Documento de origem -
+---+
Peça 1 – a hora do espanto
O agravamento da crise é a peça inicial do jogo, em torno da qual se posicionarão as demais peças.
Até agora, mesmo com 14 milhões de desempregados, a crise não
produziu a desorganização econômica das grandes crises dos anos 80 e 90.
Agora, o fantasma da desorganização se aproxima. A máquina do Estado
esta parando por todo o país. A partir de setembro não haverá mais
recursos para o essencial, o que obrigará o governo a emitir moeda ou
títulos.
O chamado “dream team”, a equipe econômica de Temer, aprofundou as
loucuras cometidas pela gestão Joaquim Levy em nível inédito, com uma
cegueira ideológica da qual só acordarão quando a ponta do iceberg
rasgar a crosta do navio.
Têm-se um quadro claro pela frente:
1. A economia está exangue. Não há consumo, não há investimentos.
2. Toda a lógica dos cabeções consiste em definir um horizonte
fiscal sólido recorrendo exclusivamente a cortes em despesas – e, agora,
a aumento de tributação.
3. Julgam que bastará isso para haver uma queda nas taxas de
juros longas e, automaticamente, despertar o espírito animal do
empresário.
Não consideram:
Curto Prazo
|
Médio Prazo
|
Mercado de consumo | Educação |
Capacidade ociosa da indústria | Políticas de inovação |
Estabilidade política | Adensamento da cadeia produtiva |
Impactos sobre receita fiscal |
Basta cortar, cortar, até se obter o equilíbrio fiscal. O
investimento virá automaticamente. É inacreditável, mas esta é a lógica
central na qual fincam suas formulações.
4. Aí toca a cortar gastos públicos, estipular limites de aumento
de gastos. A cada corte, há um aumento proporcional na queda da
receita, até o limite da crise fiscal generalizada. Sem alternativa,
criam-se novos impostos e os papagaios da mídia dirão que traíram as
promessas de campanha.
5. Ao mesmo tempo, em cima de um orçamento extremamente
comprimido, o governo Temer promove uma queima de saldo de emendas
orçamentárias e reduz os dividendos pagos pelas estatais com o aumento
desmedido das verbas publicitárias, sem nenhum impacto sobre a demanda
agregada.
Peça 2 – a divisão desproporcional dos sacrifícios
Se a crise econômica se aprofundará, a ilegitimidade dos cortes aumentará a fogueira política.
Toda a divisão do sacrifício joga a conta para as faixas de menor renda.
Os novos impostos
Há dois tributos que poderiam ser acionados no curto prazo.
A CPMF (Contribuição Provisória sobre Movimentação Financeira) tem
baixíssimo impacto sobre a inflação. Além disso impactaria a todos
proporcionalmente e permitiria o rastreamento do dinheiro de caixa 2.
+---+
Conteúdo dos dados -
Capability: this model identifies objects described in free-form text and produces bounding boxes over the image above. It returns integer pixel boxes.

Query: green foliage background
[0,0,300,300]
+---+
O que se pede -
[a] Responda a estas perguntas com base no texto sobre a crise econômica:
(i) Quantos desempregados o texto menciona?
(ii) A partir de que mês deixará de haver recursos para o essencial?
(iii) Qual tributo, segundo o texto, tem baixíssimo impacto sobre a inflação?
[b] Reproduza fielmente o trecho do texto sobre a crise econômica que vai de "5. Ao mesmo" até "a fogueira política.", incluindo este último.

Respostas em ordem -
[a]
(i) 14 milhões de desempregados.
(ii) A partir de setembro.
(iii) A CPMF (Contribuição Provisória sobre Movimentação Financeira).

[b]
5. Ao mesmo tempo, em cima de um orçamento extremamente
comprimido, o governo Temer promove uma queima de saldo de emendas
orçamentárias e reduz os dividendos pagos pelas estatais com o aumento
desmedido das verbas publicitárias, sem nenhum impacto sobre a demanda
agregada.
Peça 2 – a divisão desproporcional dos sacrifícios
Se a crise econômica se aprofundará, a ilegitimidade dos cortes aumentará a fogueira política.